▶ _QUOTED TEXT_
• • • • •

From b8ca56fe055a72979d05dbd79f9f81ec0edbf441 Mon Sep 17 00:00:00 2001
From: Ryan Goldberg <rgoldber@redhat.com>
Date: Tue, 20 Dec 2022 11:52:34 -0500
Subject: [PATCH] Added language server feature: completion

---
 elaborate.h                              |   3 +
 language-server/stap-code-completion.cxx | 478 +++++++++++++++++++++++
 parse.cxx                                |  24 ++
 tapsets.cxx                              |   3 +-
 4 files changed, 507 insertions(+), 1 deletion(-)
 create mode 100644 language-server/stap-code-completion.cxx
diff --git a/elaborate.h b/elaborate.h
index 7bfb439b8..91c12a5b8 100644
--- a/elaborate.h
+++ b/elaborate.h
@@ -391,6 +391,7 @@ match_key
 };
 
 
+class lsp_method_text_document_completion; // Used for the language-server
 class
 match_node
 {
@@ -422,6 +423,8 @@ match_node
 
 private:
   privilege_t privilege;
+
+  friend class lsp_method_text_document_completion;
 };
 
 // ------------------------------------------------------------------------
diff --git a/language-server/stap-code-completion.cxx b/language-server/stap-code-completion.cxx
new file mode 100644
index 000000000..bbb4b8427
--- /dev/null
+++ b/language-server/stap-code-completion.cxx
@@ -0,0 +1,478 @@
+// Language server code completion
+// Copyright (C) 2022 Red Hat Inc.
+//
+// This file is part of systemtap, and is free software.  You can
+// redistribute it and/or modify it under the terms of the GNU General
+// Public License (GPL); either version 2, or (at your option) any
+// later version.
+#include "config.h"
+#include "staptree.h"
+#include "parse.h"
+#include "session.h"
+#include "elaborate.h"
+#include "stap-probe.h"
+#include "stap-language-server.h"
+
+#include <json-c/json.h>
+#include <iostream>
+#include <signal.h>
+#include <sys/select.h>
+#include <filesystem>
+#include <numeric>
+
+/* Utilities */
+
+static string
+pc2str(parse_context pc)
+{
+    switch (pc)
+    {
+    case con_unknown:  return "con_unknown";
+    case con_probe:    return "con_probe";
+    case con_function: return "con_function";
+    case con_global:   return "con_global";
+    case con_embedded: return "con_embedded";
+    }
+    return "undefined context";
+}
+
+static string join_vector(vector<string> vec, string delim)

• • • • •

▶ _RECORDED DATA_

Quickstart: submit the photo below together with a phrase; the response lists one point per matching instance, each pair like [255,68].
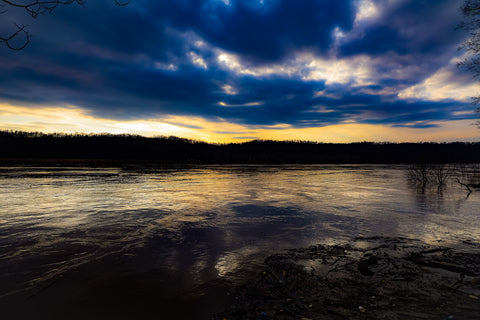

• • • • •

▶ _TASKS TO PERFORM_
(1) According to the systemtap code-completion patch, how many files does it change, and how many insertions and deletions does it report?
(2) Continue the systemtap code-completion patch from the point where it ends.

▶ _ANSWERS BELOW_
(1) It changes four files, with 507 insertions and 1 deletion.

(2)
+{
+    stringstream result;
+    for (auto it = vec.begin(); it != vec.end(); ++it)
+    {
+        result << *it;
+        if (it != vec.end() - 1)
+            result << delim;
+    }
+    return result.str();
+}
+
+static inline bool
+in_body(string &code_snippet)
+{
+    return code_snippet.find('{') != string::npos;
+}
+
+/* Split a probe signature into a vector of component-param pairs
+ * Ex. foo("a").bar(2).baz -> [ {"foo", "a"}, {bar, "2"}, {"baz", ""} ] 
+ */
+void tokenize_probe(const string &str, vector<pair<string, string>> &tokens_and_params)
+{
+    auto lex_probe_component = [&tokens_and_params](string full_token)
+    {
+        size_t p_start = full_token.find('(');
+        if (p_start != string::npos)
+        {
+            tokens_and_params.push_back({
+                full_token.substr(0, p_start),
+                full_token.substr(p_start + 1, full_token.find(')', p_start) - p_start - 1)
+            });
+        }
+        else
+        {
+            tokens_and_params.push_back({full_token, ""});
+        }
+    };
+
+    // Walk the probe signature, until a new component is found
+    // Lex the previous stringified component into a token & (possible) param
+    // It is important to consider if we're in a string since '.' can appear within a string (Ex. libc.so)
+    bool in_quote = false;
+    size_t start = 0;
+    for (size_t pos = 0; pos < str.size(); pos++)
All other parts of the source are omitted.